BEGIN Excerpt provided

Unless he’s in a lead role that day or has signed up for an overtime shift — something he often does — CoxHealth critical care nurse Camron Dykes won’t know which patients he will care for until he arrives at work.

No matter where in the Cox South Hospital his shift will take place, he knows that he will put his education and experience to work in providing care for ailing and recovering patients in need. But he has learned during the course of the pandemic that the shift will be magnitudes different if it takes place in the COVID-19 intensive care unit.

“I drive to work sometimes in silence just to get ready for whatever it is that I’m going to have to do or see or say,” he said.

Once he discovers that he will spend his shift in the COVID-19 unit, Dykes said, he takes a deep breath.

“You just kind of go do it,” Dykes said. “I try not to think about it too much because then I'm like, ‘Well, this is miserable.’”

Nurses learn early on in their careers that some of the patients in their care will not recover. COVID-19 skewed those numbers past the point of recognition, said Dykes and Ivy Garcia, a friend and nursing colleague in the CoxHealth ICU.

The past two years have shifted their careers — and their view of the community — in troubling directions. Their time in the COVID unit is exhausting physically and emotionally, offering few opportunities to catch their own breaths. Even when they help save a patient's life, they know that person likely will be tethered to an oxygen tank or see their quality of life decline. And, outside the hospital, they find a community that lacks the sense of urgency about the pandemic that the nursing colleagues feel every shift they spend inside.

Camron Dykes, a critical care nurse at Cox South Hospital, says two years of dealing with COVID patients has given him more confidence in his colleagues, while raising concerns about the community effort to contain the pandemic. (Photo by Jym Wilson)

‘The whole world changed'

Garcia said she recognized from the outset of the pandemic that treating people who had fallen ill from the virus would be different than anything she’d experienced since she started her ICU work in 2016. Before COVID-19, the worst weekend she had experienced as a nurse was one in which three of her patients died over her weekend shifts.

“Now my worst COVID shift is six in 12 hours that have passed away,” she said.

Dykes, with only about nine months of on-the-job experience as a critical care RN before the pandemic, was still learning how best to do his job. But in that time, he had personally experienced that most patients in intensive care eventually got better.

“And then the whole world changed, you know,” he said. “I think where we work, we see the sickest of the sick and so that kind of skews your perspective a little bit, but it's still very difficult to go from feeling like you could help an enormous amount of people that were critically ill to transitioning to this period where you know, despite all the wonders of modern medicine, you're kind of limited because of this novel situation. It's just very difficult to see and to exhaust all of these efforts, and then continue to watch people suffer.”

END Excerpt provided
BEGIN Extracted entries

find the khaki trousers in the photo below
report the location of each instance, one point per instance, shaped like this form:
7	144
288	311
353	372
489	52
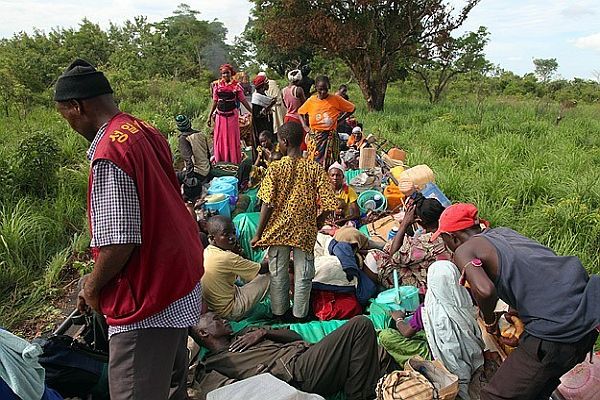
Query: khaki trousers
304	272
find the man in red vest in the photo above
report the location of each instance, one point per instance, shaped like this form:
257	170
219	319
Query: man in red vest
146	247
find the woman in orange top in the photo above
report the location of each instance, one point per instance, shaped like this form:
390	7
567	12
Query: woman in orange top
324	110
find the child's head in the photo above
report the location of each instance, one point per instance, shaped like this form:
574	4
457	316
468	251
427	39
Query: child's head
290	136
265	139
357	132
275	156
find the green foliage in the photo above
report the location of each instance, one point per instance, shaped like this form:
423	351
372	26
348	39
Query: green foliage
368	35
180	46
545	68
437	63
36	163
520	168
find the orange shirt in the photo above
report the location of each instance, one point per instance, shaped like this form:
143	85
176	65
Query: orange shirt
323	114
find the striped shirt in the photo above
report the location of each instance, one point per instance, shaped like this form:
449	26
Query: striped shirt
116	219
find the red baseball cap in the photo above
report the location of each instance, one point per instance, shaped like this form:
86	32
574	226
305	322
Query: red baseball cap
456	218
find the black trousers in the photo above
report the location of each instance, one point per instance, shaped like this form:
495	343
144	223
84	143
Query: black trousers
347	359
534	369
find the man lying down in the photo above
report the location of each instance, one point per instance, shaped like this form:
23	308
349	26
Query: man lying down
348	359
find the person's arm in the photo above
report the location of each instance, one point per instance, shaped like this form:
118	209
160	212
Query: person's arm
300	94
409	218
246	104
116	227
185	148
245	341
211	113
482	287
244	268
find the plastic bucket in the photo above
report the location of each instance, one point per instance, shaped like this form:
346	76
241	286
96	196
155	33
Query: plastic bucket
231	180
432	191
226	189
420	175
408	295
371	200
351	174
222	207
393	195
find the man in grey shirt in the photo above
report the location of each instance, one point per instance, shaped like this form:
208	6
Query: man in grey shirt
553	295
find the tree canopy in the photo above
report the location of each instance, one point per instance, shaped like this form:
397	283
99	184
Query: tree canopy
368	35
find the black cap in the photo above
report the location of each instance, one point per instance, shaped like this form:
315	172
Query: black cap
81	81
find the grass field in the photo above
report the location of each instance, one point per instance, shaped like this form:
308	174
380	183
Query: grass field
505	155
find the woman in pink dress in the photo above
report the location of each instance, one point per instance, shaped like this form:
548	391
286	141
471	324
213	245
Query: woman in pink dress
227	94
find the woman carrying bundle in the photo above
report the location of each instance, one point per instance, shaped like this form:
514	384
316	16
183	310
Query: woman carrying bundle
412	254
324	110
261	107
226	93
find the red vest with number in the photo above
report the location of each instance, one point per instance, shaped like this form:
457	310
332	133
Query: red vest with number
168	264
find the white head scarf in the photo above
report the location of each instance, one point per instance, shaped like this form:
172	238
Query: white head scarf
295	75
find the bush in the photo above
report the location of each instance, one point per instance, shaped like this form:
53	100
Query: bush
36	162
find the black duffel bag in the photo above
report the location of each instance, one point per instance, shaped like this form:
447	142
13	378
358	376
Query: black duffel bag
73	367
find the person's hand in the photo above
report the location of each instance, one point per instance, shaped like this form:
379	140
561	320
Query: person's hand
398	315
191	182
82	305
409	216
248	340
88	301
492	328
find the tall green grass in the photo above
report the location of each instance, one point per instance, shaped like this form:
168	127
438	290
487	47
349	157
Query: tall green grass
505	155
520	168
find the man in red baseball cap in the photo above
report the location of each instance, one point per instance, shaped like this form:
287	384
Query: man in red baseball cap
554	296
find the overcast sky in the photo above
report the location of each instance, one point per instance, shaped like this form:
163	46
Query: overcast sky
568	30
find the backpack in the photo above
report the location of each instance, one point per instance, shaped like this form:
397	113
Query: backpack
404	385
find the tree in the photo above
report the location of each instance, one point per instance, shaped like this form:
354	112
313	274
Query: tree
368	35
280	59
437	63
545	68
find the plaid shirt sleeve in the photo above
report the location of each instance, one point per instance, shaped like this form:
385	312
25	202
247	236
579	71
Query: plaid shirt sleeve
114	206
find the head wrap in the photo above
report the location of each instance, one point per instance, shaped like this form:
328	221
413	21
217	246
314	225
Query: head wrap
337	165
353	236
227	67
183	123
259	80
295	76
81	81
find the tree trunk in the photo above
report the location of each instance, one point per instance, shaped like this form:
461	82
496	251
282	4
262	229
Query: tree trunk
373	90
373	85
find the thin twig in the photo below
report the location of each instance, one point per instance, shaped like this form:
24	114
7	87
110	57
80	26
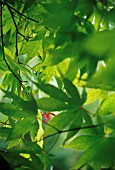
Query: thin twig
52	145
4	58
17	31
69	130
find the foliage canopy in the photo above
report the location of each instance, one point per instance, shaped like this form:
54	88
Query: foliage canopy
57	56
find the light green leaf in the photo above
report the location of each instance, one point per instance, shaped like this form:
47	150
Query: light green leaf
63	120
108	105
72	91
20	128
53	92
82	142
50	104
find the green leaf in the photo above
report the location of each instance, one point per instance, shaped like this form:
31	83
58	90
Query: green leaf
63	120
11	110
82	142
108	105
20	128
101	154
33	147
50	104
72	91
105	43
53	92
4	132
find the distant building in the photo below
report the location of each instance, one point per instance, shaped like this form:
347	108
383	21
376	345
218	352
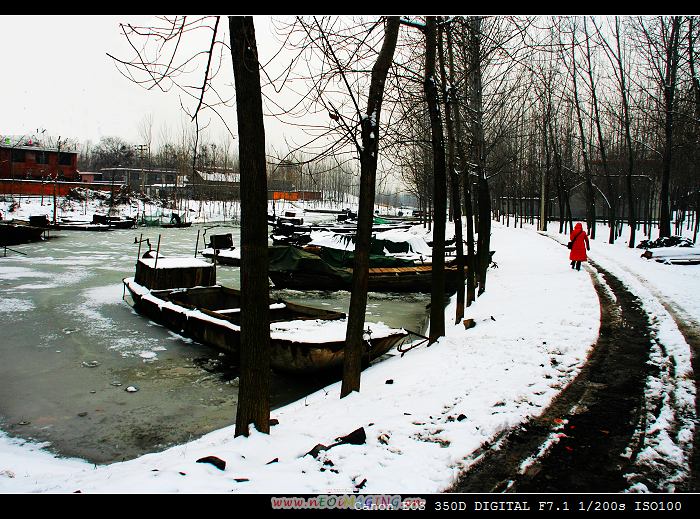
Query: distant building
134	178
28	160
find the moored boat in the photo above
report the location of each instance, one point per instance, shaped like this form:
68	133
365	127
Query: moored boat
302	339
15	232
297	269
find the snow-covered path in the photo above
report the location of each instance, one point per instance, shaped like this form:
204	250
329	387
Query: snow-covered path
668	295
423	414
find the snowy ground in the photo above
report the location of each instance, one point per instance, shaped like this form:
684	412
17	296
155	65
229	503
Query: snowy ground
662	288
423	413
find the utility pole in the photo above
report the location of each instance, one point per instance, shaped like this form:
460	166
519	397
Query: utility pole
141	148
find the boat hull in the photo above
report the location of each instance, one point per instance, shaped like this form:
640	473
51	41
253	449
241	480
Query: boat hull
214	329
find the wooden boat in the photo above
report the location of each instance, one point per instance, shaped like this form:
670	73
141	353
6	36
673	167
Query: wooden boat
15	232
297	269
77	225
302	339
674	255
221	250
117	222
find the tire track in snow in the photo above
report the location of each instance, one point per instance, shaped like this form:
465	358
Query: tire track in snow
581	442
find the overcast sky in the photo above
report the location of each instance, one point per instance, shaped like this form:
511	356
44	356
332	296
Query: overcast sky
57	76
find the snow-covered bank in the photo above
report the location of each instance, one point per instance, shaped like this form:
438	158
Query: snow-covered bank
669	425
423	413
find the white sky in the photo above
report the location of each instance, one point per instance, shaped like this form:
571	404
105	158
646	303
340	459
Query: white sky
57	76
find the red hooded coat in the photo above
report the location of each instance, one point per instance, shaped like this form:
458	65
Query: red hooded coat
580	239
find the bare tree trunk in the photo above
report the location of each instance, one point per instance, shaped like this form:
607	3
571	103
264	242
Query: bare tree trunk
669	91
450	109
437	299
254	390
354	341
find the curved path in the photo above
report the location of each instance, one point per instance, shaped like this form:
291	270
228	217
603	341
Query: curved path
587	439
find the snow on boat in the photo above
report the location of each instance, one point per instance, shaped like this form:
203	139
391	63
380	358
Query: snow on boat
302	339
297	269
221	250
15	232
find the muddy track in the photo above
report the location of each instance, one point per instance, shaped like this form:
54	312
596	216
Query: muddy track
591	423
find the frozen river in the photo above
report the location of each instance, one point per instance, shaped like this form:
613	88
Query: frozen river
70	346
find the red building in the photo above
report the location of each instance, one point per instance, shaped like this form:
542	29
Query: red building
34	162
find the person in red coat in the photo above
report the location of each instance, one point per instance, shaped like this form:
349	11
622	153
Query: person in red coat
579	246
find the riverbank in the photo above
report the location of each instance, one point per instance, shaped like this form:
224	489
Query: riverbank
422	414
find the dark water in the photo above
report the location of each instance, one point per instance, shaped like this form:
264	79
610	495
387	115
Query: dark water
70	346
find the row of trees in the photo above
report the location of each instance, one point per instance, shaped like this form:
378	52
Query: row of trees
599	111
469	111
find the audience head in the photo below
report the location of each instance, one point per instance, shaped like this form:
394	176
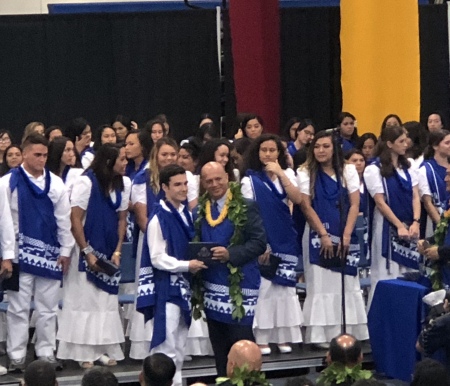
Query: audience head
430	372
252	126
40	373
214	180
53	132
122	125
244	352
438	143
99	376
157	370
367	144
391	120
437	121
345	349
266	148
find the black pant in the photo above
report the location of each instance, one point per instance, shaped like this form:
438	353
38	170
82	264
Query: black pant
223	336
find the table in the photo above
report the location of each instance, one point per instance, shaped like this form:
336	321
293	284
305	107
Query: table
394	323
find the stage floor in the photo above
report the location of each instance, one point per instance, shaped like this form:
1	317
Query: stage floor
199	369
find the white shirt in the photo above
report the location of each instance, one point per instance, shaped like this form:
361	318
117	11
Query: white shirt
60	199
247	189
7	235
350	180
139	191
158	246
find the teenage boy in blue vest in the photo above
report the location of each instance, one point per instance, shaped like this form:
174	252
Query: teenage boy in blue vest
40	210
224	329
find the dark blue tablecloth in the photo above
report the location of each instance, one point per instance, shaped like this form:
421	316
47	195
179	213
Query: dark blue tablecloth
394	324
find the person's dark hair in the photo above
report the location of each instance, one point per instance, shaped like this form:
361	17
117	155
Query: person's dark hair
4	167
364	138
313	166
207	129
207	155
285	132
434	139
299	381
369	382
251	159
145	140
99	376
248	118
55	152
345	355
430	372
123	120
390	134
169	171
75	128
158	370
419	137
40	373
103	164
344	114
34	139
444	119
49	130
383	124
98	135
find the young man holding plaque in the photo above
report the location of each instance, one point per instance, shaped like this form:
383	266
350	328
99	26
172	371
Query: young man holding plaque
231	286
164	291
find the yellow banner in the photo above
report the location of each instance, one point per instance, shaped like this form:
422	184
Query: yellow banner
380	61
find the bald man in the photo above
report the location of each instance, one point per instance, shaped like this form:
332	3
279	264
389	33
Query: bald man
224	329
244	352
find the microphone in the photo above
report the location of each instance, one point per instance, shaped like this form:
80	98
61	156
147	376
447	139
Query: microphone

END Extracted entries

#### Problems to work on
(1) Reproduce the part of the article on the CoxHealth nurses that begins at the words "Camron Dykes, a" and stops after the words "by Jym Wilson)".
(2) Name every person identified by name in the article on the CoxHealth nurses.
The rows above come from a different source than the article on the CoxHealth nurses.

#### Answer set
(1)
Camron Dykes, a critical care nurse at Cox South Hospital, says two years of dealing with COVID patients has given him more confidence in his colleagues, while raising concerns about the community effort to contain the pandemic. (Photo by Jym Wilson)

(2) Camron Dykes, Ivy Garcia, Jym Wilson